**JOB:**
Find every line in the listing below that contains the string "grass", and copy each of those lines.

BEGIN SOURCE MATERIAL

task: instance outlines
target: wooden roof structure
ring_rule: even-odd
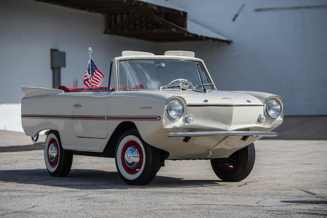
[[[214,32],[208,36],[188,31],[185,11],[142,1],[34,1],[102,14],[106,18],[105,34],[159,42],[196,40],[231,42]]]

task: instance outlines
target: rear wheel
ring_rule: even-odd
[[[246,178],[253,167],[255,159],[254,145],[233,153],[227,158],[211,160],[211,166],[216,175],[221,180],[238,182]]]
[[[44,144],[44,160],[48,171],[52,176],[66,176],[71,171],[73,153],[61,146],[58,132],[51,131]]]
[[[116,147],[116,167],[122,179],[130,185],[146,185],[160,168],[159,150],[148,145],[135,129],[121,136]]]

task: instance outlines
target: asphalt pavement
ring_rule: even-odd
[[[239,182],[220,180],[208,160],[178,160],[137,186],[104,157],[75,155],[67,177],[50,176],[44,140],[0,131],[0,216],[327,216],[327,141],[260,140]]]

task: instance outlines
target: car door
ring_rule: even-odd
[[[105,139],[111,92],[77,93],[74,98],[74,132],[77,137]]]

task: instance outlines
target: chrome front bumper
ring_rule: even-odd
[[[260,137],[275,137],[278,135],[276,132],[250,132],[248,131],[220,131],[211,132],[170,132],[168,134],[170,137],[193,137],[201,136],[221,136],[221,135],[244,135]]]

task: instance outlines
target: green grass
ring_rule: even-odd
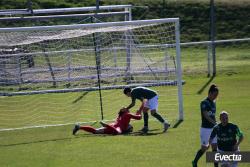
[[[77,136],[72,136],[72,125],[3,131],[0,132],[0,164],[3,167],[191,166],[191,161],[200,147],[199,103],[207,96],[208,86],[206,85],[210,83],[216,83],[220,89],[217,99],[217,118],[220,111],[228,111],[230,121],[238,124],[245,135],[245,140],[240,149],[250,151],[248,137],[250,135],[250,61],[248,50],[218,49],[218,75],[213,80],[205,77],[204,72],[199,73],[194,70],[194,68],[197,68],[196,63],[199,62],[202,65],[196,70],[205,68],[206,59],[202,56],[195,56],[195,54],[200,55],[203,51],[192,50],[195,54],[189,54],[188,57],[185,56],[187,52],[183,50],[183,77],[186,81],[183,86],[185,120],[177,128],[170,128],[166,134],[161,133],[162,125],[154,120],[150,121],[150,129],[153,131],[150,131],[148,135],[134,133],[131,135],[107,136],[92,135],[81,131]],[[194,58],[194,61],[190,61],[192,58]],[[193,75],[185,71],[187,67],[190,67]],[[113,108],[118,105],[114,102],[119,101],[119,99],[120,103],[124,105],[129,102],[128,99],[118,95],[116,91],[112,92],[110,96],[107,93],[104,92],[106,98],[115,98],[112,101]],[[46,107],[46,103],[42,102],[43,99],[48,99],[48,97],[51,97],[50,102],[55,105],[65,99],[64,104],[57,106],[61,110],[68,110],[72,107],[76,107],[76,110],[84,108],[84,103],[72,105],[72,102],[79,97],[79,94],[76,93],[68,95],[69,97],[53,94],[42,96],[44,97],[40,98],[41,102],[37,102],[37,107],[44,110],[51,109]],[[88,99],[85,100],[94,104],[94,95],[90,93],[87,97]],[[12,103],[12,106],[7,107],[12,108],[14,113],[14,109],[18,110],[22,105],[18,104],[19,98],[12,97],[12,100],[16,101],[16,105]],[[23,103],[29,104],[30,101],[32,101],[32,97],[22,97]],[[0,98],[1,113],[5,109],[3,103],[7,103],[6,98]],[[163,110],[164,108],[160,108],[161,113],[164,112]],[[166,113],[166,116],[172,117],[171,114]],[[46,116],[46,113],[44,115]],[[81,116],[77,115],[76,119]],[[114,113],[110,113],[108,116],[109,118],[115,117]],[[150,116],[150,118],[152,117]],[[24,118],[20,116],[20,119]],[[49,119],[49,117],[47,116],[46,119]],[[171,123],[174,124],[172,120]],[[137,132],[142,127],[143,122],[133,121],[132,124],[135,132]],[[2,124],[0,123],[0,125]],[[99,124],[94,126],[99,127]],[[203,157],[199,166],[212,167],[213,165],[206,163],[205,157]],[[247,166],[249,164],[239,165],[239,167]]]

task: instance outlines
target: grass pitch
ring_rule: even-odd
[[[245,136],[240,149],[250,151],[248,53],[242,52],[246,55],[242,59],[235,54],[237,63],[229,60],[232,57],[227,57],[228,60],[219,59],[219,64],[226,67],[223,66],[221,71],[218,68],[219,73],[215,78],[194,73],[184,75],[185,120],[177,128],[170,128],[167,133],[161,133],[162,125],[153,119],[149,122],[151,131],[148,135],[136,133],[143,125],[142,120],[132,122],[135,133],[120,136],[92,135],[82,131],[73,136],[71,125],[4,131],[0,132],[0,164],[3,167],[191,166],[191,161],[200,147],[199,103],[207,96],[211,83],[216,83],[220,89],[217,119],[220,111],[228,111],[230,121],[236,123]],[[184,66],[192,66],[185,64],[192,62],[183,63]],[[241,66],[241,63],[244,65]],[[100,125],[97,123],[94,126]],[[199,166],[212,167],[213,164],[206,163],[204,156],[199,161]],[[239,167],[248,166],[246,163],[239,164]]]

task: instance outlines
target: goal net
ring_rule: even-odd
[[[171,122],[181,85],[175,18],[0,28],[0,130],[112,120],[128,86],[156,90]]]

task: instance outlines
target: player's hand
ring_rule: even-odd
[[[136,115],[141,115],[141,110],[137,110],[135,114]]]

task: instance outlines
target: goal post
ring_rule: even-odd
[[[0,28],[0,130],[111,120],[135,86],[183,120],[180,54],[178,18]]]

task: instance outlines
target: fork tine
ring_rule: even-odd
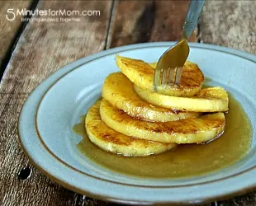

END SOURCE MATERIAL

**SOLVED EXERCISE:**
target: green grass
target: grass pitch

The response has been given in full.